-- Begin DATA SUPPLIED --

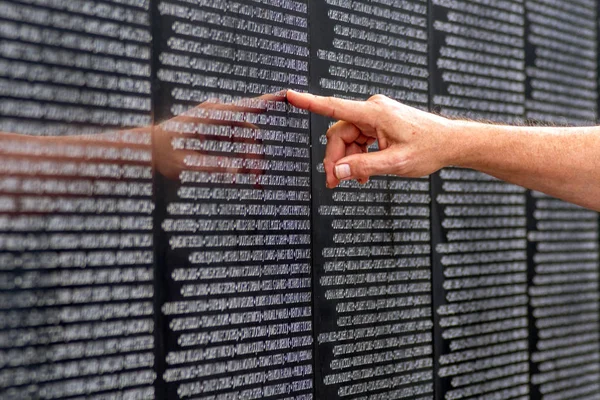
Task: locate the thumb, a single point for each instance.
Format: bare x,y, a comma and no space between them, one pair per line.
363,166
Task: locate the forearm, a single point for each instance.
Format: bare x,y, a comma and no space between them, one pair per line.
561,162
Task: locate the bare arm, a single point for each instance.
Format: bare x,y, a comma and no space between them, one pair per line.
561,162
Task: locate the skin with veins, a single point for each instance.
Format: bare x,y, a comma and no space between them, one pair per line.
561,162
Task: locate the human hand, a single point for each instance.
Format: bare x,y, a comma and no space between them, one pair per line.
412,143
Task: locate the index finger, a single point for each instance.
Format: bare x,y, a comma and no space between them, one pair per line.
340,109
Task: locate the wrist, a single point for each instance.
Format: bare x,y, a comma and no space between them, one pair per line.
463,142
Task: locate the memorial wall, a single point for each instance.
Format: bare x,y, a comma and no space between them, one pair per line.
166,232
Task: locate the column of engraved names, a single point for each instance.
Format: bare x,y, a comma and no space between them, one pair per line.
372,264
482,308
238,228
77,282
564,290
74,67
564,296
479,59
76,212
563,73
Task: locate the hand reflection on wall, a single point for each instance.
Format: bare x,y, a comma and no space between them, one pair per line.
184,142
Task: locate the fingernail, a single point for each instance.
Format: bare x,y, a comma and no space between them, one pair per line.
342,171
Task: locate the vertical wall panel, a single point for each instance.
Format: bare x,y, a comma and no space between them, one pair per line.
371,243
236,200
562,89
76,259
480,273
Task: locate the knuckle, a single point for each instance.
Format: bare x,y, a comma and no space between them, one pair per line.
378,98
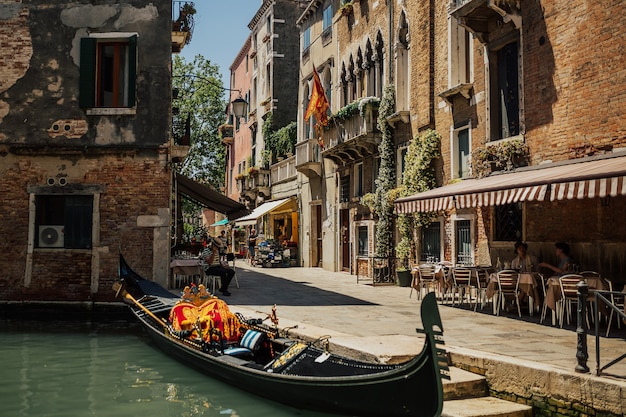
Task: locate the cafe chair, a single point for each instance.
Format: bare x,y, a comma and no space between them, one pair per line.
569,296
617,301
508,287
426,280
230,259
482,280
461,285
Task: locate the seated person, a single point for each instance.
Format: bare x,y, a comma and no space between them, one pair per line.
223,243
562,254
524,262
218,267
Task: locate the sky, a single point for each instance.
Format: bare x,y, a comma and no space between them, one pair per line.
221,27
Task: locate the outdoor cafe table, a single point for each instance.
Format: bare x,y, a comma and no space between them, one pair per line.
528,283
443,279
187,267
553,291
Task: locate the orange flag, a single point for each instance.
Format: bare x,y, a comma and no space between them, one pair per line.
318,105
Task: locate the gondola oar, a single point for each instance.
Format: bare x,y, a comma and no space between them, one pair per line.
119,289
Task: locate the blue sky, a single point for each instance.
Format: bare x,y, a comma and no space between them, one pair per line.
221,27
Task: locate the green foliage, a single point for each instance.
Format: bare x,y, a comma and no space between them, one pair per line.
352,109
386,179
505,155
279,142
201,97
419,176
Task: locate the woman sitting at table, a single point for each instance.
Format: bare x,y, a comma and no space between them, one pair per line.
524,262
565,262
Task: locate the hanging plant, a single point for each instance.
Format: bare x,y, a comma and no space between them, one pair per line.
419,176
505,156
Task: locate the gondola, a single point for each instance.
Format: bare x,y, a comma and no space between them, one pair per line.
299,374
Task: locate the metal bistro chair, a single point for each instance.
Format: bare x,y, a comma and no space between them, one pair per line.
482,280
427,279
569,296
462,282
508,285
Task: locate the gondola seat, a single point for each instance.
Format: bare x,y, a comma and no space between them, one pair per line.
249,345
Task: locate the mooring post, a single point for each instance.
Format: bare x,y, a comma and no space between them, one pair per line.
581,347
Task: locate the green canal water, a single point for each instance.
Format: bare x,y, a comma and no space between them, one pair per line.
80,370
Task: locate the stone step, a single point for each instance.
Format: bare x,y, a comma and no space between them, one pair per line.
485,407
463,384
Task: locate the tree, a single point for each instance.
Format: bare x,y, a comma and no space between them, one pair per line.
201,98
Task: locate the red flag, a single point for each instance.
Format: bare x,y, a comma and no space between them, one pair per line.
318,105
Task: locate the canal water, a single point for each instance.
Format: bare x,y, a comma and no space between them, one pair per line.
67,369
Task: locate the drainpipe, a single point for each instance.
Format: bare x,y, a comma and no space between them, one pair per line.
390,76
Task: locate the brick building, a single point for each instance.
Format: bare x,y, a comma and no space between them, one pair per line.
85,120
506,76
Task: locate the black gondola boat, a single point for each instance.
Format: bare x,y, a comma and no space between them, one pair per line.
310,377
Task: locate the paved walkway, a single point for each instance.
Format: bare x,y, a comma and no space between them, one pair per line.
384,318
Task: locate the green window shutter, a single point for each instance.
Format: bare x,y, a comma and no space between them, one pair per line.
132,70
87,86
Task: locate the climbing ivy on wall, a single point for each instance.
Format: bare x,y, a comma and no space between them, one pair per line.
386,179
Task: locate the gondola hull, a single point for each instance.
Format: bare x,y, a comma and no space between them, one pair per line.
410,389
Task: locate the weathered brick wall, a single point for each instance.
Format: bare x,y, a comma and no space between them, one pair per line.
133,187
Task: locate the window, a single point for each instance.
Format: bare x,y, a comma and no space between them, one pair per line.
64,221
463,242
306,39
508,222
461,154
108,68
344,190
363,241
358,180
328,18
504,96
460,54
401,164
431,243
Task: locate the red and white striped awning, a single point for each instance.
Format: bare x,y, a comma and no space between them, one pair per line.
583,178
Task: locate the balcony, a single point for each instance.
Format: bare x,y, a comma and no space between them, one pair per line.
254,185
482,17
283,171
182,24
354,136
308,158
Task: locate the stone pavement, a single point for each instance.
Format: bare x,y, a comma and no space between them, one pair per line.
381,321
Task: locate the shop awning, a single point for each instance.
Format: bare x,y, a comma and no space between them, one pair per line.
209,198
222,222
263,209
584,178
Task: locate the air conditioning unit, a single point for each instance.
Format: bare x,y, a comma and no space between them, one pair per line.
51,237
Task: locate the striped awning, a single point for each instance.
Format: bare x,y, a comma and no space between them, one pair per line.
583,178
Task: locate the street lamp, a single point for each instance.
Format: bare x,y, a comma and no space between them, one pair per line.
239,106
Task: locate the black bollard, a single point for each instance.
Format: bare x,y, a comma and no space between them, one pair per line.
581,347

-- End DATA SUPPLIED --

STATED TASK:
Repeat only the stretch of lines that opens with the line containing "Task: locate the air" and closes with the final line of the entries, both included, exactly as written.

EXERCISE SOLUTION:
Task: locate the air conditioning unit, a single point for each instance.
Format: bare x,y, a comma and no space between them, one pair per line.
51,237
Task: locate the striped awning, a single point for each instance.
Format: bare x,y, a comma and no space between them, one pair per line.
583,178
Task: locate the street lamp, a single point for each instance.
Format: bare x,y, a comma and no space between them, one pair per line.
239,106
Task: locate the black bollard, a single point for each instance.
Format: bare x,y, a comma and no space between them, one pair per line.
581,347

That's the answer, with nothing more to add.